── DATA LINES ──
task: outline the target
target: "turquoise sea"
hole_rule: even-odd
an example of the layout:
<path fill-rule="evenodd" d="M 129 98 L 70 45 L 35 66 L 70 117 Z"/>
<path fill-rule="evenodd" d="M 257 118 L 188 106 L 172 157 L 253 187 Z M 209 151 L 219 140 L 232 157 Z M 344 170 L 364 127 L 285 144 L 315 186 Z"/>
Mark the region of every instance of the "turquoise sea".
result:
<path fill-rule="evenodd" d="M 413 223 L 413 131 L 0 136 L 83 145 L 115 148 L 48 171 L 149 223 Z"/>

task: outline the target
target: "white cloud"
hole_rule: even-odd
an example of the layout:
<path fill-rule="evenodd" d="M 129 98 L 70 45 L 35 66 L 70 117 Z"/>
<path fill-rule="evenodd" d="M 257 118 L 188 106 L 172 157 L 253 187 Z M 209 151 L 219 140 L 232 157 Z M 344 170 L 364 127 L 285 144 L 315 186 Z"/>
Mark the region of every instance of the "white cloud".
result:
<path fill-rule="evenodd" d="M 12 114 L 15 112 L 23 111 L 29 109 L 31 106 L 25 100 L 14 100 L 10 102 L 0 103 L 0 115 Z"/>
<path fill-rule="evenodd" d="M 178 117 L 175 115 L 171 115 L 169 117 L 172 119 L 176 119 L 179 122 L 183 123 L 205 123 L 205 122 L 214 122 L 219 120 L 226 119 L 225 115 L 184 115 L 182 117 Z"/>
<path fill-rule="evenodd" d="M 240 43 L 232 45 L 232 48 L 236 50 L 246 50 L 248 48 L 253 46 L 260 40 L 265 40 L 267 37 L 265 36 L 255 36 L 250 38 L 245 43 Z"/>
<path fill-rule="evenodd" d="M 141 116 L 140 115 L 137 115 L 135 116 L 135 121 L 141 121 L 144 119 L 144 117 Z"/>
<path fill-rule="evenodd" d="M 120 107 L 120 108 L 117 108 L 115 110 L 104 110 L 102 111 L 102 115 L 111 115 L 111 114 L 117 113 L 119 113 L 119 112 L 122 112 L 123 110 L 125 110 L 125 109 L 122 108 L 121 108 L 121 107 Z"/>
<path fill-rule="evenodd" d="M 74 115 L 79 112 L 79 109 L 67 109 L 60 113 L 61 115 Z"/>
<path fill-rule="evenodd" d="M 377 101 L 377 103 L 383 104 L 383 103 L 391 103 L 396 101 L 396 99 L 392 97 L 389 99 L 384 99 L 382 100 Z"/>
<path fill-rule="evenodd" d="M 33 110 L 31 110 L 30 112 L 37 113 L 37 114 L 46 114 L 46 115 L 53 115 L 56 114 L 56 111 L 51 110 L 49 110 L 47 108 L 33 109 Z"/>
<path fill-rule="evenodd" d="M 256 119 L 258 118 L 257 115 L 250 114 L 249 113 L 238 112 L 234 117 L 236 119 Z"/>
───
** WHAT TO DO **
Convert every line of the listing above into a JSON list of strings, one string per line, with blank lines left out.

** SOLVED PROBLEM **
[
  "task: outline the target",
  "target: \"turquoise sea\"",
  "hole_rule: even-odd",
  "an example of the layout:",
  "<path fill-rule=\"evenodd\" d=\"M 129 98 L 70 45 L 35 66 L 70 117 Z\"/>",
  "<path fill-rule=\"evenodd\" d=\"M 257 118 L 188 106 L 172 157 L 253 187 Z M 209 151 L 219 140 L 232 157 Z M 344 170 L 364 127 L 285 144 L 315 186 Z\"/>",
  "Mark the region of every instance of the \"turquoise sea\".",
  "result:",
  "<path fill-rule=\"evenodd\" d=\"M 413 223 L 413 131 L 0 136 L 83 145 L 115 148 L 48 171 L 149 223 Z\"/>",
  "task: outline the target",
  "target: \"white cloud\"",
  "hole_rule: even-odd",
  "an example of the layout:",
  "<path fill-rule=\"evenodd\" d=\"M 129 98 L 70 45 L 35 66 L 70 117 Z\"/>",
  "<path fill-rule=\"evenodd\" d=\"M 257 118 L 188 106 L 172 157 L 253 187 Z M 209 151 L 219 140 L 232 157 Z M 344 170 L 364 127 L 285 144 L 315 186 Z\"/>",
  "Mark the region of every instance of the \"white cloud\".",
  "result:",
  "<path fill-rule=\"evenodd\" d=\"M 12 114 L 15 112 L 23 111 L 29 109 L 31 106 L 25 100 L 14 100 L 10 102 L 0 103 L 0 115 Z\"/>",
  "<path fill-rule=\"evenodd\" d=\"M 178 117 L 175 115 L 171 115 L 169 117 L 172 119 L 176 119 L 179 122 L 183 123 L 205 123 L 205 122 L 214 122 L 219 120 L 226 119 L 225 115 L 184 115 L 182 117 Z\"/>",
  "<path fill-rule=\"evenodd\" d=\"M 240 43 L 232 45 L 232 48 L 236 50 L 246 50 L 248 48 L 253 46 L 260 40 L 265 40 L 267 37 L 265 36 L 255 36 L 250 38 L 245 43 Z\"/>",
  "<path fill-rule=\"evenodd\" d=\"M 141 116 L 140 115 L 137 115 L 135 116 L 135 121 L 141 121 L 144 119 L 144 117 Z\"/>",
  "<path fill-rule=\"evenodd\" d=\"M 120 107 L 120 108 L 117 108 L 115 110 L 104 110 L 102 111 L 102 115 L 111 115 L 111 114 L 117 113 L 119 113 L 119 112 L 122 112 L 123 110 L 125 110 L 125 109 L 122 108 L 121 108 L 121 107 Z\"/>",
  "<path fill-rule=\"evenodd\" d=\"M 74 115 L 79 112 L 79 109 L 67 109 L 60 113 L 61 115 Z\"/>",
  "<path fill-rule=\"evenodd\" d=\"M 377 101 L 377 103 L 383 104 L 383 103 L 391 103 L 396 101 L 396 99 L 392 97 L 389 99 L 384 99 L 382 100 Z\"/>",
  "<path fill-rule=\"evenodd\" d=\"M 33 110 L 31 110 L 30 112 L 37 113 L 37 114 L 46 114 L 46 115 L 53 115 L 56 114 L 56 111 L 51 110 L 49 110 L 47 108 L 33 109 Z\"/>",
  "<path fill-rule=\"evenodd\" d=\"M 256 119 L 258 118 L 257 115 L 250 114 L 249 113 L 238 112 L 234 117 L 236 119 Z\"/>"
]